WHAT IS REQUIRED — The records below must be duplicated exactly, character for character.

DATA PROVIDED —
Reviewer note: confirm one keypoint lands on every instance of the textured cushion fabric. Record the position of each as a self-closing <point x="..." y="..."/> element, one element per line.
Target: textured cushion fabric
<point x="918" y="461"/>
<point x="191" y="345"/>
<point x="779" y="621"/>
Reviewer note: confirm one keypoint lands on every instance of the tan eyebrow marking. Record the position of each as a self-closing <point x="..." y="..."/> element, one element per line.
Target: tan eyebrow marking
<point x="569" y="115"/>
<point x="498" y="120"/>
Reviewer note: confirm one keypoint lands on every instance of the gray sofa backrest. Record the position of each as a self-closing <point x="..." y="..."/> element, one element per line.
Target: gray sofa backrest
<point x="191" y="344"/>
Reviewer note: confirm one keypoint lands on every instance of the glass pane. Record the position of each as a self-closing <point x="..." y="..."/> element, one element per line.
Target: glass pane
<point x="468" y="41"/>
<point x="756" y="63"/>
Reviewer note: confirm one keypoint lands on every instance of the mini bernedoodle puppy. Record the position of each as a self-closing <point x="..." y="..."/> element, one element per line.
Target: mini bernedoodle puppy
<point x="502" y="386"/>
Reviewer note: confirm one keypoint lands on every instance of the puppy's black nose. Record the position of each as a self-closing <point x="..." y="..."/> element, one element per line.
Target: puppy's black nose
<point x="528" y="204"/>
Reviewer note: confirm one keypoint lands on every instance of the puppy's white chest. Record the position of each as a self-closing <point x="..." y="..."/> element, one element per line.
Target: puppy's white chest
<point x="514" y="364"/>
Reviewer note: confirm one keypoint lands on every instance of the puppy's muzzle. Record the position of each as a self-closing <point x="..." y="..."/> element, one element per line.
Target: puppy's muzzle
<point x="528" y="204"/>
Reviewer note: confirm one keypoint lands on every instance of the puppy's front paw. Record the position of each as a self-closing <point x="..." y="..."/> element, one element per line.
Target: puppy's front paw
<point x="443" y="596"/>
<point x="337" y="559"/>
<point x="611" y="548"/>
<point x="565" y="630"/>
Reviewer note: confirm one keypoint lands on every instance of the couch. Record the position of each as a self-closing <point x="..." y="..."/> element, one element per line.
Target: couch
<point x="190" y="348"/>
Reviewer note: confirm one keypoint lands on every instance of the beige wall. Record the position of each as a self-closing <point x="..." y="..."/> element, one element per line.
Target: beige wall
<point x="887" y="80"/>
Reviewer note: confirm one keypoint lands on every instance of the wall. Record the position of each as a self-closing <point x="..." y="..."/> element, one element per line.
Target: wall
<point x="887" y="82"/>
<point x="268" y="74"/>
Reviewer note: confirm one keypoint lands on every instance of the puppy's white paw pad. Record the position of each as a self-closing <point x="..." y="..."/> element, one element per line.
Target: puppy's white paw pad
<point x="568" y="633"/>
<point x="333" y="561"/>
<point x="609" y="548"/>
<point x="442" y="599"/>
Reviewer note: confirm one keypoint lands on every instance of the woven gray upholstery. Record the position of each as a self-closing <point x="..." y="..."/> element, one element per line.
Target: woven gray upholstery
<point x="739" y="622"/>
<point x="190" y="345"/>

CORRECT RESPONSE —
Reviewer note: confirm one keypoint lands on every instance of the textured cushion fabric. Record the position of each as a self-closing <point x="..." y="..."/> element, one element per line.
Target: textured cushion fabric
<point x="918" y="461"/>
<point x="191" y="345"/>
<point x="779" y="621"/>
Reviewer note: confirm one keypoint lands on every instance of the tan eyebrow marking. Record the position of each as a self-closing <point x="..." y="..."/> element, one element per line.
Target: tan eyebrow marking
<point x="569" y="115"/>
<point x="498" y="120"/>
Reviewer note: confirm one keypoint lands on every instance of the gray sofa backrest. Record the position of each as a self-closing <point x="..." y="..."/> element, one element per line.
Target: gray sofa backrest
<point x="191" y="344"/>
Reviewer note: confirm one keypoint lands on every instance of the glass pane. Record the position of each as a self-closing <point x="..." y="..."/> element, one element per line.
Target: glass pane
<point x="468" y="41"/>
<point x="756" y="63"/>
Reviewer note: confirm one keypoint lands on every instance of the mini bernedoodle puppy. Record the position of each as a self-closing <point x="..." y="..."/> element, one element per line.
Target: mini bernedoodle puppy
<point x="502" y="386"/>
Reviewer note: confirm one keypoint lands on every instance of the puppy's black nose. Record the position of each as a self-closing <point x="..." y="..."/> element, one element per line.
Target: puppy's black nose
<point x="528" y="204"/>
Reviewer note: confirm one keypoint lands on every instance of the puppy's white chest. Record the position of each as a self-closing <point x="..." y="..."/> element, one element per line.
Target: puppy's white chest
<point x="514" y="364"/>
Reviewer note: confirm one keypoint lands on every instance of the puppy's muzzle. Record the position of each as a self-closing <point x="..." y="..."/> element, one element per line.
Target: puppy's muzzle
<point x="528" y="204"/>
Reviewer note: confirm one keypoint lands on every instance of the puppy's front paw. Record the position of each as a self-closing <point x="..." y="..."/> element, one element per line.
Target: puppy's front paw
<point x="443" y="596"/>
<point x="337" y="559"/>
<point x="611" y="548"/>
<point x="565" y="630"/>
Reviewer note: confirm one keypoint lands on every instance of the couch. Record the position of each as a self-closing <point x="..." y="..."/> element, one element per line.
Target: couch
<point x="190" y="348"/>
Reviewer note: confirm one keypoint lands on every instance of the beige wall. Record the position of each as a self-closing <point x="..." y="..."/> element, one element per line.
Target: beige wall
<point x="887" y="80"/>
Reviewer note: confirm one keypoint lands on every instance of the wall. Record the position of each as a self-closing <point x="..." y="..."/> element, one element per line.
Target: wall
<point x="887" y="82"/>
<point x="268" y="74"/>
Reviewer note: confirm one keypoint lands on every instance of the puppy's white paw pad. Record the position of each as a self-closing <point x="..." y="..."/> element, one element per line.
Target: puppy's white paw pad
<point x="568" y="633"/>
<point x="333" y="561"/>
<point x="609" y="548"/>
<point x="442" y="599"/>
Reviewer note: confirm one keypoint lands on every instance of the woven gray upholstery. Record the position of each as a self-closing <point x="..." y="..."/> element, one element per line.
Target: woven gray upholstery
<point x="739" y="622"/>
<point x="190" y="345"/>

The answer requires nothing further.